## TASK PROMPT
In the copy you make of the entries, no picture should appear, and every word must match.
==== EXCERPTED DATA
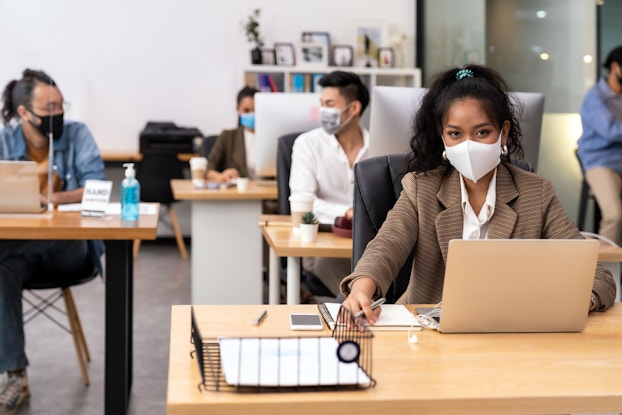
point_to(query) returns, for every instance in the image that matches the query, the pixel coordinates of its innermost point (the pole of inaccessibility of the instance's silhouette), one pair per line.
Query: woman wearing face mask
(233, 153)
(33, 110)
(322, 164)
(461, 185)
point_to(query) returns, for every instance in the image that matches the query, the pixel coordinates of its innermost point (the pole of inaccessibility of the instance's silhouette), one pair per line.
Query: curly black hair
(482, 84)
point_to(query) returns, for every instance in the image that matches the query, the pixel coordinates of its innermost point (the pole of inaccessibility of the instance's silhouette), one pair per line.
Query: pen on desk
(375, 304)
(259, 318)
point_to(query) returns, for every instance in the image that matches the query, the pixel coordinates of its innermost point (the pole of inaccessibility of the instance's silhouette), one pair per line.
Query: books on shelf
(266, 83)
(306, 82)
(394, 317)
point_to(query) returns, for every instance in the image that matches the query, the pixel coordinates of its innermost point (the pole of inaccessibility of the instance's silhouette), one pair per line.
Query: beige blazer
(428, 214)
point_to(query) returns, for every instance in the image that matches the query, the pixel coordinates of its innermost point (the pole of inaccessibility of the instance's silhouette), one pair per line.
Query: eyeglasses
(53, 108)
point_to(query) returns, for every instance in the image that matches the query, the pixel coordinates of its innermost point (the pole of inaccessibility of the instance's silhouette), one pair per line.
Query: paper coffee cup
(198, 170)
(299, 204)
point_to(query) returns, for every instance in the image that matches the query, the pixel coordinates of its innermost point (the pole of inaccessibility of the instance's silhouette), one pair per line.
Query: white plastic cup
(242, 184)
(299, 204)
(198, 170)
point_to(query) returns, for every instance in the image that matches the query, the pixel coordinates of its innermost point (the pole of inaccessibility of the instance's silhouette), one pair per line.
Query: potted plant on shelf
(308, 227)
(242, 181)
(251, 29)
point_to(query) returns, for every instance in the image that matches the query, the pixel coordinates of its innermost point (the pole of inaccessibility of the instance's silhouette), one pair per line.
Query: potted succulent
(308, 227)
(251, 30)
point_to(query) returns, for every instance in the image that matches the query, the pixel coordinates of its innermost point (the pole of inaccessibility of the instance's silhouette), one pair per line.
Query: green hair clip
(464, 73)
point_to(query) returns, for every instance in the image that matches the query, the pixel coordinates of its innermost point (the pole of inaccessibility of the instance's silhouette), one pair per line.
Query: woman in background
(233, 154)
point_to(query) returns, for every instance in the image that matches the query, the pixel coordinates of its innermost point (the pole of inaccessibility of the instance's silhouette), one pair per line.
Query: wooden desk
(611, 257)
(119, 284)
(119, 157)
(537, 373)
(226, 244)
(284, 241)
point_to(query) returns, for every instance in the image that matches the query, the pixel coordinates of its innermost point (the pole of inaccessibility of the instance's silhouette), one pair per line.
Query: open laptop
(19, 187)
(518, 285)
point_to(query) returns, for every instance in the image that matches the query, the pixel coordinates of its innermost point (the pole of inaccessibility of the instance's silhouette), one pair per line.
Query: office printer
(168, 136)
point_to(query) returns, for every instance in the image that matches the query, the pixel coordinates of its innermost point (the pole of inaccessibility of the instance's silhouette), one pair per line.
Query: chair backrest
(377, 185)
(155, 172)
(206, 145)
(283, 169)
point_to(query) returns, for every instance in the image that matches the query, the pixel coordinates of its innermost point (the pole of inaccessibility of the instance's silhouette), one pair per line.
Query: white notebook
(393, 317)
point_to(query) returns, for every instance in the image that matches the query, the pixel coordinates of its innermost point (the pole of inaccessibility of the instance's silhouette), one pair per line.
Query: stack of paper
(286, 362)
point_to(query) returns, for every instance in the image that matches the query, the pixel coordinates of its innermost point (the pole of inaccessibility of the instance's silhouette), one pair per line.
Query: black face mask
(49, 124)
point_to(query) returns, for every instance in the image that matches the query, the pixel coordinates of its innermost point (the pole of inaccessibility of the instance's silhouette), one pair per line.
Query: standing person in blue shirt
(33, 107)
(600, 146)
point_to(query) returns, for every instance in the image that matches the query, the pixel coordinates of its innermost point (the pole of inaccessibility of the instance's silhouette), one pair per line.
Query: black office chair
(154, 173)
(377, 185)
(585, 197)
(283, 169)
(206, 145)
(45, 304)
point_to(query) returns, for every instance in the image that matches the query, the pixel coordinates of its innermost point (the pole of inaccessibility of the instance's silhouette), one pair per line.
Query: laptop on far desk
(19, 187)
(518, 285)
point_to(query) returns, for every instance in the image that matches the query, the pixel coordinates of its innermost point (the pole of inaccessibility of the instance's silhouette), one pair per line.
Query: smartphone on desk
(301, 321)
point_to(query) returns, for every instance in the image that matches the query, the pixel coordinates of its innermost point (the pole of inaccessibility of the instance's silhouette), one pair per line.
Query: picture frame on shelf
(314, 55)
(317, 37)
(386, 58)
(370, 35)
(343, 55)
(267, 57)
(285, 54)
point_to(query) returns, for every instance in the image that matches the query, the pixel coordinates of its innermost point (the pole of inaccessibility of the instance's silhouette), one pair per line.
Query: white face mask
========
## RESPONSE FOR THIS EXERCISE
point_to(query) returns, for every instance in the image that matches the query, the pixel coordinates of its innermost point (the pole of inaccessibility of the instance's silhouette), one pair per line.
Query: woman wearing face mask
(233, 153)
(33, 110)
(322, 164)
(461, 185)
point_to(query) returns, for every instance in the image that matches the query, the pixel coordinates of its innermost point (the pole of inaccessibility of the instance's silhouette), one pair per line.
Query: curly black hair
(482, 84)
point_to(query) returns, for every instance in the image that matches the query, the pixel coordinates of its innermost point (the pole of inaccessibility of the instance's silhouette), one pair per line.
Query: pen on desk
(375, 304)
(259, 318)
point_to(query) returns, for every instance in the image that matches the query, the pixel coordinates of its innermost point (the pole of inaccessibility of the instance's silhouette), one pair per line.
Query: books on shelf
(266, 83)
(306, 82)
(394, 317)
point_to(query) returns, for every instance in the image that matches the query, the pixel coordinates of its innermost point (the pole of inaccessibility of the instance's silhouette), one pair per line.
Query: beige blazer
(428, 214)
point_to(query) returns, for every instance in the image that matches the query, the pixel coordinates of its innermost point (the pole of inaccessibility of the instance's silhouette), one pair per line.
Query: eyeglasses
(53, 108)
point_to(query) returns, for every instance in the image that matches the query, the pixel coordinates of its innermost point (the pole of inaccessibility of the instance's silhouette), one pair per line.
Query: paper coffee cup
(198, 170)
(299, 204)
point_to(query) returns, for every instance in the image that matches the query, the pixel coordinates of its innermost point (the pole of inaccessibility of the instance's silhouette), one pair per line.
Query: white plastic cup
(242, 184)
(299, 204)
(198, 170)
point_to(query) returns, for every instance in the image that matches the query, the pixel coordinates of its innermost point (the pole of inaccessibility of the instance's silhouette), one pair per line.
Query: potted plant on shelf
(308, 227)
(242, 181)
(251, 29)
point_to(query) returns, for every instance in the image that matches the query, the pixel coordinates of its innermost point (the pole of inaccessibility of the instance's silhouette), one pair per line.
Query: potted succulent
(308, 227)
(251, 30)
point_to(query) returns, for every instance in the image that matches the query, the pixel coordinates of its innermost point (the pole of inaccessibility of the instance's silhouette), one pair per line.
Query: green hair clip
(464, 73)
point_to(query) returns, for every instance in the image that matches the query, the pixel coordinates of its innermost point (the pole of inaccessibility of the instance's silhouette), one pair per line.
Query: woman in background
(233, 154)
point_to(query) returns, for every instance in the image that matches the query, the pixel coordinates of its innermost point (the pole of inaccessibility of the instance's silhouette), one pair per line.
Query: wooden desk
(611, 257)
(119, 284)
(119, 157)
(537, 373)
(226, 244)
(284, 241)
point_to(query) returns, for every instance in the image that matches the query, the pixel coordinates of its innermost point (the pole of inaccessibility of the instance's silhouette), one pair per line.
Query: open laptop
(19, 187)
(518, 285)
point_to(query) returns, for every instance in the image that matches the query, the pixel coordinates of its innermost point (the pole of inaccessibility of the instance's silhouette), one pair per line.
Query: office printer
(168, 136)
point_to(query) returns, for every instance in the image that matches the query, the pixel coordinates of its innermost point (the pole of inaccessibility of the instance's silhouette), one pair per line.
Query: chair backrest
(377, 185)
(155, 172)
(206, 145)
(283, 169)
point_to(query) returns, for every instance in the image that matches the query, the pixel coordinates of its innermost point (the pole of inaccessibility of the instance's silhouette), one pair per line.
Query: white notebook
(393, 317)
point_to(query) returns, for every instance in the image that matches the query, the pixel coordinates of its innermost point (the pole of inaccessibility of the instance's silhouette), one pair per line.
Query: stack of paper
(286, 362)
point_to(query) returns, for every instance in the image that matches the query, the pixel coordinates of its innermost point (the pole of inaccessibility of the instance's silhouette), one pair per line.
Query: black face mask
(49, 124)
point_to(query) returns, for every instance in the image that matches the query, the pixel coordinates of its innermost point (the pole of inaccessibility of the instance's silhouette), one pair per line.
Query: standing person in blue shirt
(33, 107)
(600, 146)
point_to(query) returns, for every instance in the image that matches the query, the pixel coordinates of its innermost point (the pole of inaccessibility of the instance's silhouette), one pair per line.
Query: black office chair
(154, 173)
(377, 185)
(585, 197)
(283, 169)
(206, 145)
(45, 304)
point_to(query) returns, for every instance in the image that matches the query, the pixel coordinates of its innermost point (the pole of inaccessibility of the instance's silhouette), one pair per line.
Query: laptop on far desk
(19, 187)
(518, 285)
point_to(query) returns, for every instance in the image that matches the query, the pixel coordinates of its innermost point (the pole of inaccessibility of the instance's silhouette), one pair per line.
Query: smartphone on desk
(301, 321)
point_to(query) returns, for every instance in the image that matches the query, the pixel coordinates of its innermost point (the pole of inaccessibility of the instance's silhouette), one pair per line.
Query: picture frame on shelf
(314, 55)
(317, 37)
(386, 58)
(370, 35)
(343, 55)
(267, 57)
(285, 54)
point_to(query) returns, for every instance in the image that matches the query, the pixel coordinates of its innermost point (the pole of inaccessibility of the instance's silhouette), one pair per line.
Query: white face mask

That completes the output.